## YOUR TASK
Please transcribe the entries that follow exactly as they stand, skipping each picture.

## EXTRACTED RECORDS
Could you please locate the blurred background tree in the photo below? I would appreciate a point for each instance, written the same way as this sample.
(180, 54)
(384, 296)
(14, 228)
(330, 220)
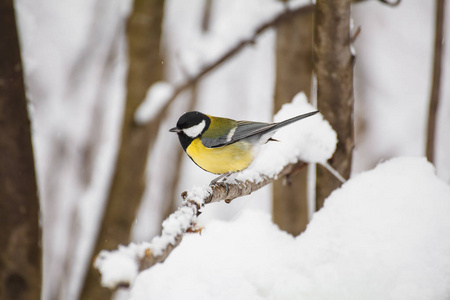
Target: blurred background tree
(92, 159)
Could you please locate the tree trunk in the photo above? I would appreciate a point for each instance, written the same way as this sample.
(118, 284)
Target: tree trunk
(334, 71)
(436, 83)
(293, 74)
(145, 68)
(20, 235)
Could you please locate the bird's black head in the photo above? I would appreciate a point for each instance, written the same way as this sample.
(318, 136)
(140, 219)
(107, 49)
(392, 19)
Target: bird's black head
(190, 126)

## OUTPUT
Could you please locate the blurred background tree in the photo below? I would appreciate a point for each instance, written the same way as this sample.
(180, 54)
(384, 296)
(14, 228)
(330, 220)
Target: blurred background tree
(92, 159)
Could you please locate the tree trunk in the photo above? I would appreciate a point for each instance, written the same way as this sample.
(118, 284)
Target: tree trunk
(334, 71)
(436, 83)
(293, 74)
(145, 68)
(20, 235)
Could you please locate the bird's black head in the photo above? I would appreciate a point for each instance, written the same way as this sample.
(318, 136)
(140, 219)
(107, 49)
(392, 19)
Target: bird's black head
(190, 126)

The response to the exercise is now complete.